─── PAGE EXTRACT ───
PR and publishing director Kane acquired UK and Commonwealth rights from Matilda Forbes Watson at WME. Sarah Stein has since bought North American rights for Harper US via Erin Malone at WME. Publication is scheduled for 2026.
The title recounts how when Coxon uploaded her genetic data to an ancestry website in 2016, it sparked a chain reaction of unravelling secrets that would "come to redefine everything she thought she knew about identity and the meaning of family”.
The "deeply honest and raw" book charts Coxon’s story as both a product and patient of IVF, donor-conceived and a donor herself, "and provides an intimate lens into the consequences of our choices about how we create new life. It is a moving portrait of how secrets can break and remake us, and how love can transcend decades of stigma and shame".
Coxon is a journalist and documentary filmmaker who was shortlisted for the British Journalism Awards for the programme on Britain’s rape crises that she wrote and directed for BBC’s "Panorama". Her print journalism includes pieces for Grazia and Broadcast, while she has also been a ghostwriter for over a decade.
───
COMPLETE THE FOLLOWING -
A - According to the passage about Coxon's book, in what year did she upload her genetic data to an ancestry website?
B - Carry on the passage about Coxon's book from its last sentence.
The entries are not needed for any of the work here.
─── DATA LISTING ───
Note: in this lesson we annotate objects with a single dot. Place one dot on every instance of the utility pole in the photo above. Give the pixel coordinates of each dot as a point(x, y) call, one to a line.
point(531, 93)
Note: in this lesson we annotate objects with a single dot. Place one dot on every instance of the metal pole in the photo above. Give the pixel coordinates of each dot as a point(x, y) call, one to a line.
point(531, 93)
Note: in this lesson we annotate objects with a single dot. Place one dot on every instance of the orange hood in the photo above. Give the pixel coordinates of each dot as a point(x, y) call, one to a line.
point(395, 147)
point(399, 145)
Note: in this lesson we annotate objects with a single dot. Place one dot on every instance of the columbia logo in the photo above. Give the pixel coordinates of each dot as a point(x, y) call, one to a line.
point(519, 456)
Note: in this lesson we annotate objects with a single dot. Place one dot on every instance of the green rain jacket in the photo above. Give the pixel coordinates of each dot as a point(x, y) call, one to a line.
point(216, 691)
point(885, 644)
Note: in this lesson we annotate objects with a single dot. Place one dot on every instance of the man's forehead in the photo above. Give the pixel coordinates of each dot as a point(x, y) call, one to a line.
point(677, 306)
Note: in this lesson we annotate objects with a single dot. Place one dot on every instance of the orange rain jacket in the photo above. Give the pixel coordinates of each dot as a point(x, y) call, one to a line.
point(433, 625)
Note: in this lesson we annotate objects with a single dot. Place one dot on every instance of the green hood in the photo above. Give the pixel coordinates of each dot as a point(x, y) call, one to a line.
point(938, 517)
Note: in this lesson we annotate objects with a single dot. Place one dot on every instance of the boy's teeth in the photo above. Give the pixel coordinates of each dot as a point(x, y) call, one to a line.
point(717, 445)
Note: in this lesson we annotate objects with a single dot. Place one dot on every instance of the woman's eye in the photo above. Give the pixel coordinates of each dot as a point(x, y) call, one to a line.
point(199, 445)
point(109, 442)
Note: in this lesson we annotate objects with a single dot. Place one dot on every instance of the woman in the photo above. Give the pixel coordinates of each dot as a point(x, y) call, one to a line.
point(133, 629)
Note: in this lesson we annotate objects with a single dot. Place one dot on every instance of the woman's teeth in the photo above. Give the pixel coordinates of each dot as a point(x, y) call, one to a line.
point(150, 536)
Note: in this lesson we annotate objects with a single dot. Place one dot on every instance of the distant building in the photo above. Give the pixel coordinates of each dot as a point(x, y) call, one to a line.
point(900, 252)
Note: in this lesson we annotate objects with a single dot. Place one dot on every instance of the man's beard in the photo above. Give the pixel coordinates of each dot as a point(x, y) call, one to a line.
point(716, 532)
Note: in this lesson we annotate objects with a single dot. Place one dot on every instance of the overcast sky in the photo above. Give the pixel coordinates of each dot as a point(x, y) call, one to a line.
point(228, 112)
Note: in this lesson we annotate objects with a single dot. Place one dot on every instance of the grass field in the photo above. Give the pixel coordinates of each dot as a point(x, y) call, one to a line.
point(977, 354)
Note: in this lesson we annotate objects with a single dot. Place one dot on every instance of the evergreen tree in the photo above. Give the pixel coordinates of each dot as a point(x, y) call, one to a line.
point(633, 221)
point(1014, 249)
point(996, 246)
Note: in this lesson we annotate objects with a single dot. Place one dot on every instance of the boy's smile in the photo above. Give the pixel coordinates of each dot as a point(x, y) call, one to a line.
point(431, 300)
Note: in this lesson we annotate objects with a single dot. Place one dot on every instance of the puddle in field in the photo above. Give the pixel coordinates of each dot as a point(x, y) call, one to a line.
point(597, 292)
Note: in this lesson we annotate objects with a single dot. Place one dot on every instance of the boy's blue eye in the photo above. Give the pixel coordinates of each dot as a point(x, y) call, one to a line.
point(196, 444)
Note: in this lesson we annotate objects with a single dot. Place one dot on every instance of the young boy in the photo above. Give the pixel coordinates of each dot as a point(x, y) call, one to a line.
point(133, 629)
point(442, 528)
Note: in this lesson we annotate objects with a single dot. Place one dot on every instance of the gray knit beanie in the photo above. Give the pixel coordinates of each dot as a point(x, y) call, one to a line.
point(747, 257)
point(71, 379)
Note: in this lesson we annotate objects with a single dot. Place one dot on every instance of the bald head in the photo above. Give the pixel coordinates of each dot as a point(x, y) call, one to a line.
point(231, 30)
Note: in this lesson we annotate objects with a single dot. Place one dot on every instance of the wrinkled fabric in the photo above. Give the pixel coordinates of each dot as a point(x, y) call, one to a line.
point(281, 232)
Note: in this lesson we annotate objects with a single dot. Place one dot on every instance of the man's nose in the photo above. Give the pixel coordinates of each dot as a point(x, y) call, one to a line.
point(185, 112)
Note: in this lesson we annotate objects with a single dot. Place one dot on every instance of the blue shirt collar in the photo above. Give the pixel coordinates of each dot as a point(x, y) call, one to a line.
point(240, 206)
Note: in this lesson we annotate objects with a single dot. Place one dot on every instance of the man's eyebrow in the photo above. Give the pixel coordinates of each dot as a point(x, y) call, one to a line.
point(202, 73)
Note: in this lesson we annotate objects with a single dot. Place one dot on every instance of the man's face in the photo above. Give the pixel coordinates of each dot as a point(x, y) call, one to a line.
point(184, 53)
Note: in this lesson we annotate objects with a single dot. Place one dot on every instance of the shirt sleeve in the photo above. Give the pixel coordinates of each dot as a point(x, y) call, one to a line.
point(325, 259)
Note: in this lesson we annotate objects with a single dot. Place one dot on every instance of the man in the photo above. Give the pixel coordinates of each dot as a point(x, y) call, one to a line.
───
ANSWERS BY ITEM NUMBER -
A - 2016

B -
Inconceivable will also weave Coxon’s own experience with famous figures whose lives and work were shaped in some way by infertility—Marilyn Monroe, Frida Kahlo, Hilary Mantel and Lena Dunham, and even Coxon’s own biblical namesake Rebecca, who bore twins Jacob and Esau after 20 years of attempting to conceive with her husband, Isaac.
Coxon said: “This book is a love letter to my family and all families created in non-traditional ways. After unwittingly finding myself in a whirlwind of ethical dilemmas a few years ago, I hope that my story will help break down the stigma of infertility and open up important and much-needed conversations about how we create families today.”
Kane added: “Rebecca’s book moved me as a daughter, woman, mother and reader in such a singular way. I was gripped by the tautness of her storytelling while moved to tears by the empathy she shows throughout.”